Labels for object points
* * * * * * *
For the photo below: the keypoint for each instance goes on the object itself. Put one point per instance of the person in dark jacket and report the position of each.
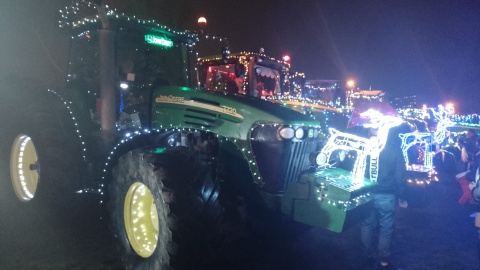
(391, 190)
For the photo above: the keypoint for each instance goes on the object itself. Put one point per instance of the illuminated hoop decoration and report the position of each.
(346, 141)
(383, 123)
(424, 139)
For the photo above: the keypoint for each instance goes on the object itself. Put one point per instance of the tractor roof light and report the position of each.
(299, 133)
(287, 133)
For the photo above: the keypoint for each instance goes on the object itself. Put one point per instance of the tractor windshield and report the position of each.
(144, 61)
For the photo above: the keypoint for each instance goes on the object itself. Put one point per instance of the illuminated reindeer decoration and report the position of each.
(423, 142)
(344, 142)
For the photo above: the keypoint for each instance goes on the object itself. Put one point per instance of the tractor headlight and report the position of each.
(287, 133)
(321, 159)
(299, 133)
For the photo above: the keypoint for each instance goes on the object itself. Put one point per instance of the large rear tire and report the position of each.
(181, 208)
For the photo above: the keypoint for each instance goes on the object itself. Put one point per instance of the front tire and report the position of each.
(137, 190)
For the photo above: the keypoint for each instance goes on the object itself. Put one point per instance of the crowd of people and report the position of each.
(377, 229)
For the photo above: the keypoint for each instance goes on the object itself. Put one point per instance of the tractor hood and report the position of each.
(227, 114)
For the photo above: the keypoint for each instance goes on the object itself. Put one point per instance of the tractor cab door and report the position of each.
(145, 58)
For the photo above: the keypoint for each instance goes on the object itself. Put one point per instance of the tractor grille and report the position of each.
(280, 161)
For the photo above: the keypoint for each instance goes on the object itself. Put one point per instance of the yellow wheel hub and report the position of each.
(141, 219)
(24, 168)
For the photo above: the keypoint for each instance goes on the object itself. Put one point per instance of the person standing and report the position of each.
(391, 190)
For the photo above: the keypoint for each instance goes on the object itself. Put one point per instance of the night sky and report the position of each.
(406, 47)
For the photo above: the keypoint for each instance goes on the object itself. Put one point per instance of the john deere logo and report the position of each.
(159, 41)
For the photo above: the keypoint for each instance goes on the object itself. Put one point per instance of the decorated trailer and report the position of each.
(176, 167)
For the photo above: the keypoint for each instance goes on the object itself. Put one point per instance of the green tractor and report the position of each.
(179, 169)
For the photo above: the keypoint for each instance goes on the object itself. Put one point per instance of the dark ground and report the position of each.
(438, 236)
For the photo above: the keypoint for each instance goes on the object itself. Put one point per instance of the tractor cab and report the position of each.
(144, 55)
(251, 74)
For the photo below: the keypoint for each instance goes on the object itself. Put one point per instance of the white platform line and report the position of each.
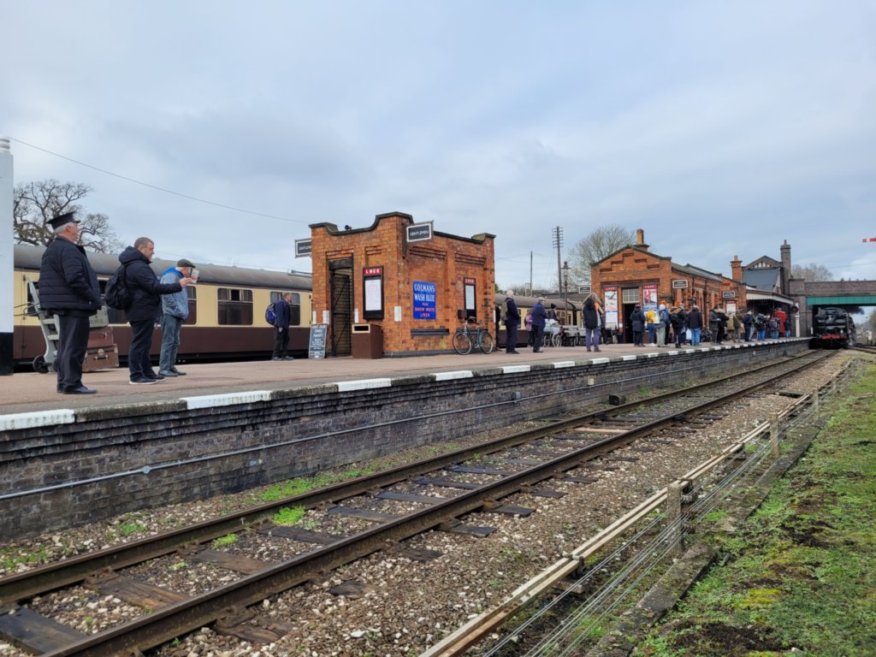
(449, 376)
(16, 421)
(363, 384)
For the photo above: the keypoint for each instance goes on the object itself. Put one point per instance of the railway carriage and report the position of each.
(226, 310)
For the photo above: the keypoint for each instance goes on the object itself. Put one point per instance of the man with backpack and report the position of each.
(760, 326)
(511, 317)
(146, 291)
(68, 288)
(282, 318)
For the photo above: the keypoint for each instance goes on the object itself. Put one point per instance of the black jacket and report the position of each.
(67, 281)
(591, 314)
(637, 320)
(144, 285)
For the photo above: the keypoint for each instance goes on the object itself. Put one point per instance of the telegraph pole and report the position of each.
(558, 242)
(7, 266)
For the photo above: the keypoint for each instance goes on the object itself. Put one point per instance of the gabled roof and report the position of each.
(764, 262)
(634, 248)
(766, 279)
(696, 271)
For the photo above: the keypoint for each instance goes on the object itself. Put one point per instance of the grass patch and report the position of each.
(799, 576)
(10, 560)
(289, 515)
(225, 541)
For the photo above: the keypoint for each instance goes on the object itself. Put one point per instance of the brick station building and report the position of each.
(398, 288)
(634, 275)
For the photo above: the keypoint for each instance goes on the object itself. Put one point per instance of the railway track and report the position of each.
(346, 522)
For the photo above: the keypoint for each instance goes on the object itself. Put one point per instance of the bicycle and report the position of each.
(465, 339)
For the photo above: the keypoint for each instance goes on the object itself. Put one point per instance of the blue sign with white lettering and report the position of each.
(424, 300)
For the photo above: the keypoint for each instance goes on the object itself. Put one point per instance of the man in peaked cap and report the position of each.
(174, 311)
(69, 289)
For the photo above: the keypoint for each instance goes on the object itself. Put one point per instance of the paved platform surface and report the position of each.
(25, 392)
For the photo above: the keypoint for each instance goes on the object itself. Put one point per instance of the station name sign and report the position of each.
(303, 248)
(419, 232)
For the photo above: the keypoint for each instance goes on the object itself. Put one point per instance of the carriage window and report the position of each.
(294, 306)
(30, 309)
(235, 307)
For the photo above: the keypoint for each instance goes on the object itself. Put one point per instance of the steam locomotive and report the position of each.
(833, 328)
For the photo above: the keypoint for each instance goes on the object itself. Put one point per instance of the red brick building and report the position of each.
(406, 281)
(634, 275)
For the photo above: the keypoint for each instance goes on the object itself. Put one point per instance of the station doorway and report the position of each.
(341, 281)
(630, 296)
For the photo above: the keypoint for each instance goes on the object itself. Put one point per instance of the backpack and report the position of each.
(270, 314)
(117, 294)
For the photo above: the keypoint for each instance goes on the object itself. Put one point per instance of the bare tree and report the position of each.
(602, 242)
(34, 203)
(811, 273)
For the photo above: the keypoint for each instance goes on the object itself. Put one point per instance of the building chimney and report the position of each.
(785, 250)
(640, 240)
(736, 269)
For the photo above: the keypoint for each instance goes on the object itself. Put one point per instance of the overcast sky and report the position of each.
(720, 128)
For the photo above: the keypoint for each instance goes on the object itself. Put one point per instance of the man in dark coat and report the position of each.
(637, 324)
(146, 291)
(282, 320)
(539, 316)
(695, 324)
(512, 323)
(69, 289)
(592, 324)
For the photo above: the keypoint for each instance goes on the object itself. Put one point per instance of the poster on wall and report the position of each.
(611, 318)
(425, 295)
(372, 288)
(471, 308)
(649, 297)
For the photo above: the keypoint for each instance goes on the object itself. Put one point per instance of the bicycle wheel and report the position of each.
(462, 343)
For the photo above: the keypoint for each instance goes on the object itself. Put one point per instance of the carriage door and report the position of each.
(341, 273)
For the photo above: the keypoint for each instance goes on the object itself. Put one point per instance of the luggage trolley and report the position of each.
(102, 352)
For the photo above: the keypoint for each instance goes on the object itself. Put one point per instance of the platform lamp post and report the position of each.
(7, 265)
(565, 284)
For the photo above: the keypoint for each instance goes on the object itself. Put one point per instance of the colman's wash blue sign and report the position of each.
(424, 300)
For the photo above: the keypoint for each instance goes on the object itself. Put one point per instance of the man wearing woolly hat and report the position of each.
(69, 289)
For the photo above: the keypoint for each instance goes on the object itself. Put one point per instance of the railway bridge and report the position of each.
(810, 296)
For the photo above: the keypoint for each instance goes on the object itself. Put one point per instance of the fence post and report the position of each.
(774, 436)
(674, 517)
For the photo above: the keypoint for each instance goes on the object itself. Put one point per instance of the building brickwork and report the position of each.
(446, 263)
(633, 269)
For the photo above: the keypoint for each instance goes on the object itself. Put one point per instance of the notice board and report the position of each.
(316, 347)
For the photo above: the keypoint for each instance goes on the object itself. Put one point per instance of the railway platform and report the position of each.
(29, 392)
(71, 459)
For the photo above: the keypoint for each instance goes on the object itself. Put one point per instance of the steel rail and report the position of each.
(76, 569)
(183, 617)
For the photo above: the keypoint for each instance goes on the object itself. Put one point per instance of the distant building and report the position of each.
(634, 274)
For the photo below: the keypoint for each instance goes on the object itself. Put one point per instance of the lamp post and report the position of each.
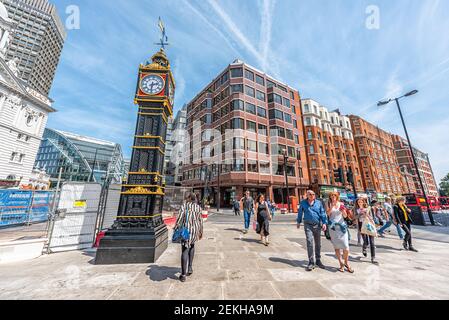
(298, 158)
(286, 179)
(405, 171)
(415, 163)
(219, 193)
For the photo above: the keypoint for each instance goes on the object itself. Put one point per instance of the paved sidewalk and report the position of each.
(230, 265)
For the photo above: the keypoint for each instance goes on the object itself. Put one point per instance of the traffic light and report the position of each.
(338, 175)
(350, 177)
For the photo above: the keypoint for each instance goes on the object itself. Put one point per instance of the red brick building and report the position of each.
(239, 127)
(377, 158)
(405, 161)
(330, 146)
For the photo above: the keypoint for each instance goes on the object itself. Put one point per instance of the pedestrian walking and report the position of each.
(190, 217)
(390, 219)
(402, 214)
(272, 208)
(377, 212)
(364, 214)
(263, 218)
(247, 204)
(236, 207)
(338, 230)
(312, 212)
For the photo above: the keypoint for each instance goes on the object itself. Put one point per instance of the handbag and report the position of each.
(327, 234)
(368, 228)
(182, 233)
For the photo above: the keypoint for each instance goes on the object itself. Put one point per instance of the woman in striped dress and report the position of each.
(191, 212)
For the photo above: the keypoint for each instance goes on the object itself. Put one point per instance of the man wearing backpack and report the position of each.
(236, 207)
(247, 204)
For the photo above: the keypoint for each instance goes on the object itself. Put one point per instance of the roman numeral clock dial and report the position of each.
(152, 84)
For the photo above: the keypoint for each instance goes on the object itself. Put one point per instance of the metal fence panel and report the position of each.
(75, 229)
(112, 205)
(18, 207)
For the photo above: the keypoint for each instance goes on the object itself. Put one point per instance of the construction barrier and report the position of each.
(74, 226)
(18, 207)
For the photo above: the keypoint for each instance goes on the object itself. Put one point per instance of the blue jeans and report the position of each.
(387, 225)
(247, 214)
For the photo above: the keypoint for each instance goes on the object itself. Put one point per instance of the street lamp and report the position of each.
(298, 158)
(286, 179)
(382, 103)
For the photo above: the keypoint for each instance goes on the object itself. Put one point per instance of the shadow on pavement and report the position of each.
(248, 240)
(161, 273)
(293, 263)
(234, 229)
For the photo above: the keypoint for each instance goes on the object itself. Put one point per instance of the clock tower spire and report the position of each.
(139, 234)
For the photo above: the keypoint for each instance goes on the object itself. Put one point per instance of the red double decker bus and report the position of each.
(444, 202)
(414, 200)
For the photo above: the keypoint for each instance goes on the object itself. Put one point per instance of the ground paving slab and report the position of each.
(233, 265)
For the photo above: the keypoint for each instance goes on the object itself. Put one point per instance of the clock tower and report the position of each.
(139, 234)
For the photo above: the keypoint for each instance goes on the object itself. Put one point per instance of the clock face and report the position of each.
(152, 84)
(171, 96)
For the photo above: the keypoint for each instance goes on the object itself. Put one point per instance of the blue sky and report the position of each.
(322, 48)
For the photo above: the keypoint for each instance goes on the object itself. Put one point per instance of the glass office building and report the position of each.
(81, 158)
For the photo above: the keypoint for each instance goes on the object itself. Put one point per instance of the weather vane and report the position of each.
(164, 39)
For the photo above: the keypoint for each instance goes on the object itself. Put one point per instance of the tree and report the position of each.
(444, 186)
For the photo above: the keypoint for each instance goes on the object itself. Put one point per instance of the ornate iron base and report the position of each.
(132, 246)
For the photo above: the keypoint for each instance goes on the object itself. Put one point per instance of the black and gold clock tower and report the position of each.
(139, 234)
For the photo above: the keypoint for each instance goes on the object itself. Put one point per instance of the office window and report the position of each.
(237, 105)
(252, 145)
(263, 148)
(239, 144)
(238, 165)
(253, 166)
(261, 112)
(276, 114)
(237, 73)
(291, 152)
(289, 134)
(237, 88)
(249, 75)
(273, 97)
(277, 132)
(260, 96)
(251, 126)
(262, 130)
(250, 108)
(250, 91)
(309, 135)
(265, 168)
(237, 123)
(270, 84)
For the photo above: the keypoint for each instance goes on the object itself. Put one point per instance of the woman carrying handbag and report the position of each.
(367, 227)
(263, 218)
(188, 230)
(338, 230)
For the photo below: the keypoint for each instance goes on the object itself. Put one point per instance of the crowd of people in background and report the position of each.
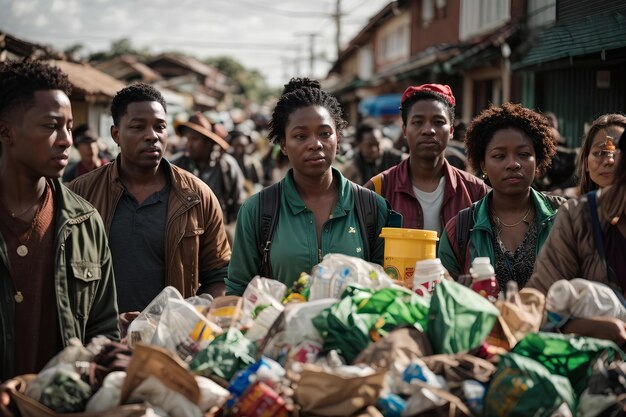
(126, 225)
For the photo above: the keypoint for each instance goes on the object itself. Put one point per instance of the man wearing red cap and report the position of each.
(206, 158)
(425, 188)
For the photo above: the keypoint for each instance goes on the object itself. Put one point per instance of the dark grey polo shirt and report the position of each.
(137, 242)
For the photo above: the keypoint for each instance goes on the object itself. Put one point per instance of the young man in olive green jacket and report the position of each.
(56, 276)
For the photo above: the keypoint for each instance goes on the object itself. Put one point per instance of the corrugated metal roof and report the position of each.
(593, 34)
(89, 80)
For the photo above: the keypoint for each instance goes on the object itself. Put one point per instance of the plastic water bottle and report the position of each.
(484, 280)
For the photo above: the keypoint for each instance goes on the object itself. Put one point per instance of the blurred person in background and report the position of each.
(86, 142)
(369, 158)
(250, 165)
(206, 158)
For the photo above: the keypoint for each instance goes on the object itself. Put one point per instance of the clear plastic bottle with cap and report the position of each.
(484, 280)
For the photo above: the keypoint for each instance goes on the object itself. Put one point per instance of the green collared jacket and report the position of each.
(481, 235)
(83, 276)
(294, 242)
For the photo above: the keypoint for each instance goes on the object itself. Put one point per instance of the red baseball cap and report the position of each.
(442, 89)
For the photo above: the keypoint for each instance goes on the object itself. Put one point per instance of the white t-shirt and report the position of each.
(431, 205)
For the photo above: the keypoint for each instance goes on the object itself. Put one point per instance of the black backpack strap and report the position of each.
(464, 223)
(269, 204)
(595, 223)
(367, 213)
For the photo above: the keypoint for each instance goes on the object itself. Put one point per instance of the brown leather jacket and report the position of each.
(195, 239)
(570, 252)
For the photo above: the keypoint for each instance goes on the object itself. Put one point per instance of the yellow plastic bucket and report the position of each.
(404, 247)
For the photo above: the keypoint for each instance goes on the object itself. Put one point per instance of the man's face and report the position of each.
(428, 129)
(88, 151)
(142, 134)
(370, 145)
(37, 138)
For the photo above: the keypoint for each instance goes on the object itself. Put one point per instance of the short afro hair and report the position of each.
(405, 107)
(299, 93)
(134, 93)
(510, 115)
(19, 80)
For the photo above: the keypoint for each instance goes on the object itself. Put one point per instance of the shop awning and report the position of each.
(384, 105)
(593, 34)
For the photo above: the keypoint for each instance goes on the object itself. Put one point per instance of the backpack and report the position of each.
(269, 205)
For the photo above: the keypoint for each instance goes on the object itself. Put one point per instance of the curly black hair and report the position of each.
(134, 93)
(425, 95)
(510, 115)
(20, 79)
(299, 93)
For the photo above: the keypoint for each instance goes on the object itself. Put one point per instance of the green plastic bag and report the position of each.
(524, 387)
(343, 329)
(567, 355)
(397, 307)
(459, 318)
(225, 355)
(364, 315)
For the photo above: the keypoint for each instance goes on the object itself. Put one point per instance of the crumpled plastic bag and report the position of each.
(174, 323)
(61, 389)
(584, 299)
(330, 277)
(224, 356)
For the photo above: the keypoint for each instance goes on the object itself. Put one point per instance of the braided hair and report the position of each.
(299, 93)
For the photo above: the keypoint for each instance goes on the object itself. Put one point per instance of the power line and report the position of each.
(290, 13)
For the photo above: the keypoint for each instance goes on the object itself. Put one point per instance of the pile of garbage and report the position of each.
(345, 340)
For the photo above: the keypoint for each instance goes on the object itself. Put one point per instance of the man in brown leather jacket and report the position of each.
(165, 226)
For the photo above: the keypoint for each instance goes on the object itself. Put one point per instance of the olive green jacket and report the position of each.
(83, 276)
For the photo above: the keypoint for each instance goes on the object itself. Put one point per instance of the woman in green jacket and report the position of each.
(316, 212)
(510, 145)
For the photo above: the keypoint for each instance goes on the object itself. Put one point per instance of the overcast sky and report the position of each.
(269, 35)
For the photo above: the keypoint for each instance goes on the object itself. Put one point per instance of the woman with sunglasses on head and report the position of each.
(578, 249)
(595, 167)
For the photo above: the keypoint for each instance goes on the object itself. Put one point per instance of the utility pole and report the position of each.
(312, 37)
(338, 24)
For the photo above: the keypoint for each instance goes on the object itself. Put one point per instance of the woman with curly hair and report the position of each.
(316, 211)
(595, 168)
(510, 145)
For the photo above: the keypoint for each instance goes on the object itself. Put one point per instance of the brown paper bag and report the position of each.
(325, 394)
(150, 360)
(522, 315)
(29, 407)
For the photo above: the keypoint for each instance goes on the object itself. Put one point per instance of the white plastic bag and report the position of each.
(584, 299)
(331, 276)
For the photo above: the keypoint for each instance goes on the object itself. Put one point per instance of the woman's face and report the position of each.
(509, 162)
(310, 140)
(601, 162)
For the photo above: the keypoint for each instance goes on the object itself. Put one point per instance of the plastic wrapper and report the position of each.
(330, 277)
(176, 324)
(260, 293)
(584, 299)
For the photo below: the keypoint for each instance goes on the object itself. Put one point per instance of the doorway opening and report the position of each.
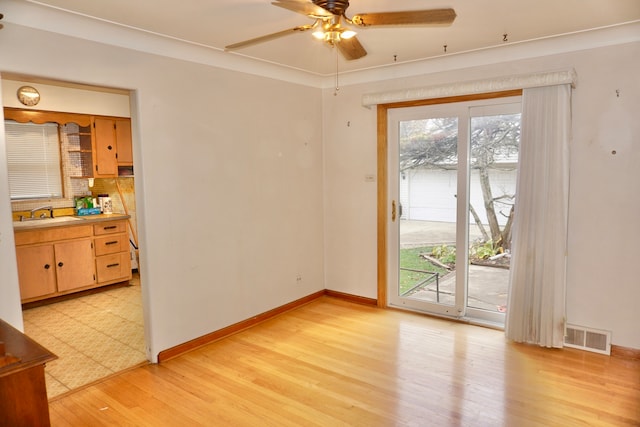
(96, 326)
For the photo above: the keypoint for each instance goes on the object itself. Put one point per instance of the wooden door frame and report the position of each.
(382, 171)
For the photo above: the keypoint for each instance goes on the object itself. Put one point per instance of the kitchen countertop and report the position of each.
(64, 221)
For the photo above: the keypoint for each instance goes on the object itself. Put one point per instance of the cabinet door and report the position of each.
(123, 141)
(74, 264)
(105, 148)
(36, 271)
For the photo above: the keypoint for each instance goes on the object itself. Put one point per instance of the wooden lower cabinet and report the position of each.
(70, 258)
(74, 267)
(36, 271)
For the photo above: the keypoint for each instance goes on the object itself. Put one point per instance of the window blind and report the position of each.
(33, 153)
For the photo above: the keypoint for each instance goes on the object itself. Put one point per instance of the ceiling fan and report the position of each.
(329, 15)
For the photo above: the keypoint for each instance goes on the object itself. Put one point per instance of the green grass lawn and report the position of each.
(410, 258)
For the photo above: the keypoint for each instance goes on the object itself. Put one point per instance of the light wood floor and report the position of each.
(333, 363)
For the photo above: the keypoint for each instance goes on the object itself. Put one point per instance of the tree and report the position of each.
(433, 143)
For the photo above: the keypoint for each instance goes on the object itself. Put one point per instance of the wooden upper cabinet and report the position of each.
(123, 140)
(105, 148)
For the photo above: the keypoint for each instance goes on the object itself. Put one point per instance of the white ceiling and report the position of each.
(479, 25)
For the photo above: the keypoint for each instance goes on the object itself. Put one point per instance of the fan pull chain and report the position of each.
(335, 93)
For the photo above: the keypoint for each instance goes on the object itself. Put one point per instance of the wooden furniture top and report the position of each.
(21, 351)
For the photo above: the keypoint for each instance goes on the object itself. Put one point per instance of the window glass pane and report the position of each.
(33, 155)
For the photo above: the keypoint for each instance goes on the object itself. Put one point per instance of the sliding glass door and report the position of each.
(452, 174)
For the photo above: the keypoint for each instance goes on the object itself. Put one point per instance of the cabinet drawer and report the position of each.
(113, 267)
(52, 234)
(109, 227)
(111, 244)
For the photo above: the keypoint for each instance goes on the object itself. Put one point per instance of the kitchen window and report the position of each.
(33, 152)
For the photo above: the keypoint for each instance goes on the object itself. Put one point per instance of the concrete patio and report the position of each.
(487, 286)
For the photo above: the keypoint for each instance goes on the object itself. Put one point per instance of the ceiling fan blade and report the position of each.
(351, 48)
(416, 17)
(304, 7)
(268, 37)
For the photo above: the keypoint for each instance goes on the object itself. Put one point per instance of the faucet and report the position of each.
(41, 208)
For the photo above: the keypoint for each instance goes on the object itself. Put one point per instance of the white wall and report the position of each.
(9, 290)
(603, 281)
(228, 183)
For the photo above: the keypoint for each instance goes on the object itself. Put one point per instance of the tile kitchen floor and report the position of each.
(93, 336)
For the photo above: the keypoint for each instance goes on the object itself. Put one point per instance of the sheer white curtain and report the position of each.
(536, 307)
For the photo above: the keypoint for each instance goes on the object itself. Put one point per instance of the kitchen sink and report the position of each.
(44, 221)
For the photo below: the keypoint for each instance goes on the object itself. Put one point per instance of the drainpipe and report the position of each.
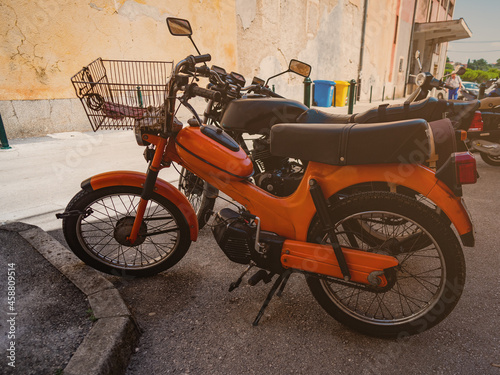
* * * * * * *
» The task: Count the lines above that contain the string "blue", treating uppercase and lowercase as different, and give only the number.

» Complete output: 4